There are people like me who have a tendency to not finish games right away. I'll bounce between games with some frequency. In addition, there are some GaaS titles, like Hitman. I've finished the entire story, but when sometime new gets released, I'll go back in and check it out. Or replay an old mission just because. I have a few MMOs installed as well. And then there are games my friends and I play, but not regularly. Someone will get an itch to play some game, so we'll all play. I have the storage space, so I'll often keep those games installed just in case.
However, I understand where you're coming from as well. A few times a year, I'll uninstall games I haven't touched in awhile and probably won't touch in awhile. But, I also have fast Internet (Google Fiber), so it's no big deal for me to uninstall today, then download again tomorrow if "needed." I downloaded and installed Guild Wars 2 in like 10min the other day. I think that was between 60-70GB and another of those games a friend wanted to play out of the blue, even though we haven't played in over a year (I've totally forgotten how to play it!). I'll probably uninstall this flavor of the month once we're over it.
But if I had a slower Internet connection, I might be less willing to uninstall things. I have a friend who runs into this issue sometimes. He doesn't have fiber (seems like rest of us do). If there's some game we want to play that's sizable, he/we usually have to wait til the next evening since he has to download the game overnight.
Even if we take this to the extreme, here in Switzerland, a 2 TB Samsung 980 Pro M.2 SSD costs 139 CHF, or about 156 USD with the current exchange rates. There are a few cheaper ones, but let's assume that we're going for good quality. If we assume the average game to be around 80 gigs (which is definitely on the higher end), that's still 25 games installed. So with the additional cost of the SSD, you're adding another 6 dollars on top of every video game purchase.
Again, this is a very extreme assumption, but if someone really wanted to do it, it wouldn't cost a fortune.
Turning the calculation around, 156$ for 2 TB are roughly 0.08$/GB. So if a game only takes up 17 GB for example, then storing it indefinitely only has a 1.3$ upfront cost, which is very reasonable IMO.
If you really want to you can also use an HDD for cold storage and swap the disk you hold each game on when you’re actively playing it.
Right, and this will only become more common as everyone's speeds improve. Sure, you can't hold all of your massive games on your SSD, but it's really not a big deal when installing takes 5 whole minutes. Hopefully adoption of gigabit is quicker than game size expands.
I'd just grab an external or more internal drives. Most games don't and won't need fast enough I/O to genuinely require anything more than a SATA SSD for a long time yet which are reasonably cheap, and even beyond that you can always get an HDD and use Steams library feature to move games to/from that storage whenever you feel like playing them or realise you haven't felt like playing them for a while.

Records shown »

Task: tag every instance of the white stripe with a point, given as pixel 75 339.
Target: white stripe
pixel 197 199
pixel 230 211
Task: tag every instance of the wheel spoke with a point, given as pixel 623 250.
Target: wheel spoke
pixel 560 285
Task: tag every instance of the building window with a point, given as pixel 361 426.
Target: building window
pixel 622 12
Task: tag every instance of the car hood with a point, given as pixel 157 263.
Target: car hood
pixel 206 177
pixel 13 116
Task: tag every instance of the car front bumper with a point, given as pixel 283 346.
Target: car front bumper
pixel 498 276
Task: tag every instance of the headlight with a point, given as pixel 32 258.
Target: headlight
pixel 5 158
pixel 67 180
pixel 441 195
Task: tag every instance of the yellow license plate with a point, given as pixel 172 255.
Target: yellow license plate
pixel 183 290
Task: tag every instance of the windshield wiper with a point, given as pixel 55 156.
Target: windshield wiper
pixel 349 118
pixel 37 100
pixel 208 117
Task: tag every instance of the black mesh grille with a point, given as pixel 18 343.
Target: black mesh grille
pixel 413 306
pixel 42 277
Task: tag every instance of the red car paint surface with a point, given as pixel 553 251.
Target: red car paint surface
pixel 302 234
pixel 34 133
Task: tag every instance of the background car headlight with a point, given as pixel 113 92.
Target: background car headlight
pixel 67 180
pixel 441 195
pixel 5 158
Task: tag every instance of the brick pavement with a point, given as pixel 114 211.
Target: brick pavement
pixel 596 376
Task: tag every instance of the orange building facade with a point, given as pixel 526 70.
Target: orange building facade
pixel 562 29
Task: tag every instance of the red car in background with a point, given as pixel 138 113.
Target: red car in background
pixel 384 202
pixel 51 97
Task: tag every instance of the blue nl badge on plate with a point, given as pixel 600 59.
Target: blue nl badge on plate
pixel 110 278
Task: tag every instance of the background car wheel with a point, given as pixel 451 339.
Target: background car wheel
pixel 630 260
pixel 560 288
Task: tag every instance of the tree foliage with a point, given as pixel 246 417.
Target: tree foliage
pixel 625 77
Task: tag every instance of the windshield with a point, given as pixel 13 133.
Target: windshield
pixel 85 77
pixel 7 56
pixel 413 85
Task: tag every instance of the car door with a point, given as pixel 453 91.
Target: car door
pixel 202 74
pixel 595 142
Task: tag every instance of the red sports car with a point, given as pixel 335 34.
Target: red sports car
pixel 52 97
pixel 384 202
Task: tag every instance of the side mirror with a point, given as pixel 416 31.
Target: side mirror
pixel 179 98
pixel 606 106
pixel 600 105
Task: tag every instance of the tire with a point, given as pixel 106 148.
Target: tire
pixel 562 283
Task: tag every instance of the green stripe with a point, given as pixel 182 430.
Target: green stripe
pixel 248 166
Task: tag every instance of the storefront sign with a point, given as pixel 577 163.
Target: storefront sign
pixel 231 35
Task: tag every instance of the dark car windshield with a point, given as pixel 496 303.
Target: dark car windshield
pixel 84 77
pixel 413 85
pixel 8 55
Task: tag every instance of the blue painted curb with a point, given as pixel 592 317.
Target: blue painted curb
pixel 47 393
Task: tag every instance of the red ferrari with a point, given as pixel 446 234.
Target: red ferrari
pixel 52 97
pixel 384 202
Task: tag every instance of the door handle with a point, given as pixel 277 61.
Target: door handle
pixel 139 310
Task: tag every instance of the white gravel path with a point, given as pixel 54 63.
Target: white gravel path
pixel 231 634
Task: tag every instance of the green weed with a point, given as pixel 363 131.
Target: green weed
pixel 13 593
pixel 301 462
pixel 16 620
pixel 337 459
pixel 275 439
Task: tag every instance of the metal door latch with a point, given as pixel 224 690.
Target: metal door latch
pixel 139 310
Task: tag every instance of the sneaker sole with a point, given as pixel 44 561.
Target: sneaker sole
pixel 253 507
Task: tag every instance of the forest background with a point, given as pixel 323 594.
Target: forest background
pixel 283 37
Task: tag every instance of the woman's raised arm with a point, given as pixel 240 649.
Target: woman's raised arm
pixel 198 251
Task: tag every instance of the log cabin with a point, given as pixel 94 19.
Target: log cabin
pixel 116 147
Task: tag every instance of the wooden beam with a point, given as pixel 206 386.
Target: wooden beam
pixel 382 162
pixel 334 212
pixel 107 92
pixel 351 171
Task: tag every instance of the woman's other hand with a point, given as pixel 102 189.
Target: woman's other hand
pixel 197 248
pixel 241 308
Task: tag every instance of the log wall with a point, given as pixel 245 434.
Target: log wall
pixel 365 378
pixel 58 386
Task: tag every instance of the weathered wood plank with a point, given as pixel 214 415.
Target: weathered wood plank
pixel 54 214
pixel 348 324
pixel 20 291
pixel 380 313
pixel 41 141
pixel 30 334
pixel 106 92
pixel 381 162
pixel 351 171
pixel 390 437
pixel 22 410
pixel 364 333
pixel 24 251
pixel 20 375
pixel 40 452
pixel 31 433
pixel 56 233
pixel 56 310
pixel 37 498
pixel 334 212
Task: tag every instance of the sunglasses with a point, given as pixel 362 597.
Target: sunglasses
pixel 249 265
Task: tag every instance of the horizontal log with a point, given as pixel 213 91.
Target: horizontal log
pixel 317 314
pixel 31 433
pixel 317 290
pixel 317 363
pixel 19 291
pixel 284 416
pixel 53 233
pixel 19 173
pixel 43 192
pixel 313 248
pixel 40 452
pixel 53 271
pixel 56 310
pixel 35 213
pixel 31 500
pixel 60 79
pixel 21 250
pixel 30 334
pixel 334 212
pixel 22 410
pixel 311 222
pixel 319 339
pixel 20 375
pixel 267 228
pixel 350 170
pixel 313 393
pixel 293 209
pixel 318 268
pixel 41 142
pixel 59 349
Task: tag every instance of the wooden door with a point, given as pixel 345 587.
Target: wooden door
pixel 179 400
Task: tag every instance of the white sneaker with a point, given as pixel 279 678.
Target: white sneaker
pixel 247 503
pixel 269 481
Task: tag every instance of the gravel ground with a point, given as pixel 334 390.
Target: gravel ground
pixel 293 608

Work to do »
[A] In the records, from their first line through the line holding "pixel 622 12", inclusive, can you swap "instance" for "occurrence" and give back only those lines, otherwise unchanged?
[B] Can you extend the discussion about keeping games installed versus redownloading them, starting after its last sentence?
The text and the records have nothing to do with each other.

Responses »
[A]
Task: tag every occurrence of the white stripe with a point, given as pixel 75 339.
Target: white stripe
pixel 197 199
pixel 230 211
Task: tag every occurrence of the wheel spoke with a point, given as pixel 623 250.
Target: wheel spoke
pixel 560 285
Task: tag every occurrence of the building window with a point, given as pixel 361 426.
Target: building window
pixel 622 12

[B]
I have a desktop so expansion is easy but I have an 1TB M.2 boot drive, a 2TB SATA SSD bulk programs/games drive and a 6TB 7200rpm HDD that the user files along with whatever games aren't being played/don't care about storage speed go on.
Some games - arena FPSs, online racing - aren't ever "completed".
Those games are rarely close 150GB however. The types of games that fill an SSD are large AAA games, often open-world. Not the type of games where you jump back and forth between 5-6 of them.
Arena FPSs aren't because it's basically a dead genre and the games that do get made are mostly indie games with less impressive graphics and lower file sizes, but multiplayer focused FPS games are some of the ones pushing the install sizes the hardest. Call of Duty has gotten so bad about it that they actually split up the game into multiple components so you can install only what you need if, for example, you want to play multiplayer and don't care about the single player campaign or you've already beaten it. I think they may have even split off some of the individual multiplayer modes in the more recent ones, but I'm less sure about that, I've never been a big CoD guy.
Call of Duty isn't a good example as only MW 2019 was huge at nearly 200GB at one point. The other new CODs are around 70GB in size, which is relatively normal for AAA games nowadays.
Also COD has split Campaign, MP, and Zombies for over a decade. I know that MW 2009 had it split but it might have started even earlier than that.
Eh. 70 gigs as standard is still a massive inflation in a fairly short time. That we're now seeing games double that is just the next step in the file size inflation process that's been going on since video games have been a thing. I can't remember what the pithy name for it is off hand, but there's an old rule to the effect that file size increases to match the size of the drive. 40 megabytes was a huge hard drive at one point, and games were sized to match. Now 10 terabytes isn't out of the question, and games are sized to match.
It is, but considering the massive leaps in graphics the past few years it's not unexpected in the least.
SSDs costs about the same per GB as HDDs did 10-15 years ago, so games being larger really isn't that big of an issue as people make it out to be (of course there are exceptions, like MW 2019 which was absurd).
Yeah, I'm not disagreeing at all. I was just saying that dumb bro shooters absolutely follow that rule just like everything else does.
Edit: And if anything they tend to be on the leading edge of it. They tend to prioritize graphical fidelity, so even with the relatively small game worlds, file sizes get big fast.
Lots of games are GaaS now-a-days. There's no end at which you delete them.
Shitty internet will make you regret deleting that one game you play every few months with your friends, as you're unable to finish the download in less than a day.
I can name you at least Assetto Corsa, BeamNG.Drive, and Cities Skylines as games that I love that don't really have an end. If you're into online gaming, that list gets a lot longer.
because I own them? Not going to ask the retailer to send me a new copy any time I want to play.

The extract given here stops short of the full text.